# Passage shown
----------------------------------------

Fourth Circuit: FCA Suit Alleging False Medicaid Reimbursement Claims “Arises out of a Medical Incident” under North Carolina Law

Applying North Carolina law, the United States Court of Appeals for the Fourth Circuit has held that a False Claims Act (“FCA”) suit against an insured for allegedly submitting false Medicaid reimbursement claims fell within an errors and omissions policy’s coverage grant for “damages resulting from a claim arising out of a medical incident.” Affinity Living Grp., LLC v. StarStone Specialty Ins. Co., 2020 WL 2630845 (4th Cir. May 26, 2020).

The insured adult care company was sued in an FCA action for allegedly submitting false Medicaid reimbursement claims for personal-care services that the company never provided. The company’s insurer denied coverage for the FCA suit, and the company sued. The district court held that the policy did not provide coverage for the FCA suit.

----------------------------------------

# Point localization data
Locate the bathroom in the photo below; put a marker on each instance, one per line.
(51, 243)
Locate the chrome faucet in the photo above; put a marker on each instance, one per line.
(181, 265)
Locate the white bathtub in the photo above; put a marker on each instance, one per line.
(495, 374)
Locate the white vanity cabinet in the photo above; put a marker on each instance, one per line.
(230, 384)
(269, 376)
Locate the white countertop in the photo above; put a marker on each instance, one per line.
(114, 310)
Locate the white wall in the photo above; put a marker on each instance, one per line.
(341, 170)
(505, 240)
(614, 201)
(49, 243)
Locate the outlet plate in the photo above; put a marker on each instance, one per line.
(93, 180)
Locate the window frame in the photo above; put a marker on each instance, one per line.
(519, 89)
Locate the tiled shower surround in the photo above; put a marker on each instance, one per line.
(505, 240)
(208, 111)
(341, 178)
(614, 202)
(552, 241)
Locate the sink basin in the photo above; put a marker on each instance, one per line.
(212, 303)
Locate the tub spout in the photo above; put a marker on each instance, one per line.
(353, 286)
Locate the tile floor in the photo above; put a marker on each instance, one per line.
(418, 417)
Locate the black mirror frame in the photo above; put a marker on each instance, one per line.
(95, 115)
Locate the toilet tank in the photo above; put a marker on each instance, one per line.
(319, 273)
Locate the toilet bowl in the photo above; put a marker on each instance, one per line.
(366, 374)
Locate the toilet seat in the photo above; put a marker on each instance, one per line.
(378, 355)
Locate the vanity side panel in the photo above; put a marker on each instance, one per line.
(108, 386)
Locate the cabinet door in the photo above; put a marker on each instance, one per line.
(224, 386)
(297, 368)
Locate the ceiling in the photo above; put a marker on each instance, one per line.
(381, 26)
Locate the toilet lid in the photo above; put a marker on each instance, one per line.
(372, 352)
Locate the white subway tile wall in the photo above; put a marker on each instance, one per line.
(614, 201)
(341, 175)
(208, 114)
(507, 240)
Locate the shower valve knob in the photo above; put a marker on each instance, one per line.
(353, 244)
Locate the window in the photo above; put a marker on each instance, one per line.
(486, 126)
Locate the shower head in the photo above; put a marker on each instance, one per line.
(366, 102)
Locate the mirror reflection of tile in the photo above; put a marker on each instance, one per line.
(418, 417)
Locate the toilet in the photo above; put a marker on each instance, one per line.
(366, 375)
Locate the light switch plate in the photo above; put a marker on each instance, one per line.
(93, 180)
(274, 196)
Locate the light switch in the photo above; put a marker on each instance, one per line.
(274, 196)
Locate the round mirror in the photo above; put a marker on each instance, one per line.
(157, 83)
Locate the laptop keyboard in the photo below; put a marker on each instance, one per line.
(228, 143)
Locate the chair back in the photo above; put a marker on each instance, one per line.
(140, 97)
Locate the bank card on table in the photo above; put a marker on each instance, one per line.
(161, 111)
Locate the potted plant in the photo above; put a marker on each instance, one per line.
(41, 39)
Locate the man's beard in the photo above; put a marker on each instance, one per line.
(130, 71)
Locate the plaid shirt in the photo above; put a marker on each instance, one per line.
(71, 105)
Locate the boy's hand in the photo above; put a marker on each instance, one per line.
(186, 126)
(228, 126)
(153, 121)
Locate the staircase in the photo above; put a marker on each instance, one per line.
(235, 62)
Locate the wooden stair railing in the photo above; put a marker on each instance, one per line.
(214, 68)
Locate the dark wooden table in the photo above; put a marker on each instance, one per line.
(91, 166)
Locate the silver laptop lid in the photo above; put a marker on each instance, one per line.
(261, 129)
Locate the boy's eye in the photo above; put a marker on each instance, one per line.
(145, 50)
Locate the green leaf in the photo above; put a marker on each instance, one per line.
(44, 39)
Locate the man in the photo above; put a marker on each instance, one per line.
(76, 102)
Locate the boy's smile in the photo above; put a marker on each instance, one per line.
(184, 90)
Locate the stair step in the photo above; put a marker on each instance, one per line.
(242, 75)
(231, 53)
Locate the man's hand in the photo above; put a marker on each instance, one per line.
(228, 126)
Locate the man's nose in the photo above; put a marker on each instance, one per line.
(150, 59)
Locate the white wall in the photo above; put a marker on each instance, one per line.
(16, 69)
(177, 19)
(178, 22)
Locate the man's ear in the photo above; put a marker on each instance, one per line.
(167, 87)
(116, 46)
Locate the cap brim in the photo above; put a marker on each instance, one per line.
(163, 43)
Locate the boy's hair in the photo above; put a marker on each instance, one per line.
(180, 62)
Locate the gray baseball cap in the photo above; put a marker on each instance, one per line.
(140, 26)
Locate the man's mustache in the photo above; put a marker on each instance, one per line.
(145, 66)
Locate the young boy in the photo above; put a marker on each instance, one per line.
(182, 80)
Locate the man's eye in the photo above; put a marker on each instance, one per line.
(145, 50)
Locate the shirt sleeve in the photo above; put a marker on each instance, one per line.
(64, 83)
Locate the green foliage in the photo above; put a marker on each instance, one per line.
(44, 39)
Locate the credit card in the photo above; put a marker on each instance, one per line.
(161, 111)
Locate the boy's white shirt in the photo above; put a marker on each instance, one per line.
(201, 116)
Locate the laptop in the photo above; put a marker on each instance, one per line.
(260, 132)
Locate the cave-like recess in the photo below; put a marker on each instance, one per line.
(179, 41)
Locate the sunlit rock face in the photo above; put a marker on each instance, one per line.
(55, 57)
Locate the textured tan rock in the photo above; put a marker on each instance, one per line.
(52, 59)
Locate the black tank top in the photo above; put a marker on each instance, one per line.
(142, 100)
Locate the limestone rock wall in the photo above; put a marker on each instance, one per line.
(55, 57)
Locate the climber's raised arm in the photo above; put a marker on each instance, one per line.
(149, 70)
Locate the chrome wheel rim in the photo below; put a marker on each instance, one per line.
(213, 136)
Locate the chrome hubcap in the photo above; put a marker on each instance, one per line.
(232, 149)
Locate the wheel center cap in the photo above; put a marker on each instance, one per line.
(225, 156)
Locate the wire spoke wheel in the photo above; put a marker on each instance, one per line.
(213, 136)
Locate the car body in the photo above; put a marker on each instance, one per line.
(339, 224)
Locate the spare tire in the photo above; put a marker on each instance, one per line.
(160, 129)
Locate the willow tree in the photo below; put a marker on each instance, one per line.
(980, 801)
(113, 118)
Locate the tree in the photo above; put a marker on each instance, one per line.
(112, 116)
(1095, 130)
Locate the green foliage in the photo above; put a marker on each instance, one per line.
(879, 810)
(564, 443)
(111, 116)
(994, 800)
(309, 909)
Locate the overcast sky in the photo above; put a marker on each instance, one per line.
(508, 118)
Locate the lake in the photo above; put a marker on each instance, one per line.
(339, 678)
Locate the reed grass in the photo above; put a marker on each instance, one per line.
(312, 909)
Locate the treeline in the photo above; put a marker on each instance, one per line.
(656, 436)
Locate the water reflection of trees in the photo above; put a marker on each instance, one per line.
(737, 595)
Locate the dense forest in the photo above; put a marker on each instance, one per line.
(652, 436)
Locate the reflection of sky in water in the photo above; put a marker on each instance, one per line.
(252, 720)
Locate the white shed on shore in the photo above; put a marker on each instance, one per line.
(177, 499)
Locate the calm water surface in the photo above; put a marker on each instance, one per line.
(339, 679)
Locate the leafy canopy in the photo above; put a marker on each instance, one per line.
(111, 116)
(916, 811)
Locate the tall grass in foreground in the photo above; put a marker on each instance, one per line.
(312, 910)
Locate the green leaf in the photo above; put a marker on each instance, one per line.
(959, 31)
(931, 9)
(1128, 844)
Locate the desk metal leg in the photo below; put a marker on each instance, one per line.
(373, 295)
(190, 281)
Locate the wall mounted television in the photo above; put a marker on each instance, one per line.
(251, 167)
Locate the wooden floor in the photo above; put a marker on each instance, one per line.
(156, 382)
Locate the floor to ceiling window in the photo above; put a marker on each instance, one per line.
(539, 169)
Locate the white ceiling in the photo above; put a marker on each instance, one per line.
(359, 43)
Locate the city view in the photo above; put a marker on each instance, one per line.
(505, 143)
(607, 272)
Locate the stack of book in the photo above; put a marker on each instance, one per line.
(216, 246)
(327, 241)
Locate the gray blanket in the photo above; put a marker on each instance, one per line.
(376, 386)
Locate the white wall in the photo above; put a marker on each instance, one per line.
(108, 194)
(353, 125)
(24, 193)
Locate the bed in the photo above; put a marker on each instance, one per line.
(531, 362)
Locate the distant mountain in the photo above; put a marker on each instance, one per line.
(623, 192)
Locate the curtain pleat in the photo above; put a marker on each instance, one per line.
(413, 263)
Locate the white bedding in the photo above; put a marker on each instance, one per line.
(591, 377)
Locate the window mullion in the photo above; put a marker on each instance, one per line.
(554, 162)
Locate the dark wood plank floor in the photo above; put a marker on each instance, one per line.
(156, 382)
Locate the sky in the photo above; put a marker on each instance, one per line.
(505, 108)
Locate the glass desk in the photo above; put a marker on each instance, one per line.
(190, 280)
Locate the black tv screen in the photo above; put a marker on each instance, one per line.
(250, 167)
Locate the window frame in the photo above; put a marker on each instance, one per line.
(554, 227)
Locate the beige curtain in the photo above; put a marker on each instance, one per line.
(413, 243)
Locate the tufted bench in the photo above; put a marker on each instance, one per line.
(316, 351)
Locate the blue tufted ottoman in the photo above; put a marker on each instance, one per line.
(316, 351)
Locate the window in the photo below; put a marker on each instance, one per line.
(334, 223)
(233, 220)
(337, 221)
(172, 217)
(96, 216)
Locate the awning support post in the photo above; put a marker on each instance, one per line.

----------------------------------------

Pick up the Fourth Circuit coverage write-up after its final sentence and keep it going.

# Answer to this problem
In the ensuing appeal, the insured argued that the FCA suit was covered under the policy’s insuring agreement for “damages resulting from a claim arising out of a medical incident” because “medical incident” included failing to render personal-care services. The insurer, however, argued that the FCA suit was not covered because it arose out of the insured’s alleged false billing for personal-care services, and billing itself does not constitute a “medical incident.”

The appellate court agreed with the insured that the FCA suit arose out of a medical incident under North Carolina law. The appellate court held that when “arising out of” appears in a policy provision extending coverage, it must be interpreted broadly to require only some “causal connection” between the conduct defined in the policy and the injury for which coverage is sought. It further explained that there is no connection if the injury “was directly caused by some independent act or intervening cause wholly disassociated from, independent of, and remote from” the conduct defined in the policy.

The court held that the insured’s alleged false billing for personal-care services was not “wholly disassociated from” the personal-care services themselves because “but for the failure to provide the services, no claim for damages exists.” In other words, while the alleged false billing was not a “medical professional service,” the failure to “render medical professional services” had a causal relationship to the billing. The court accordingly determined that the FCA suit was a covered “claim arising out of a medical incident.”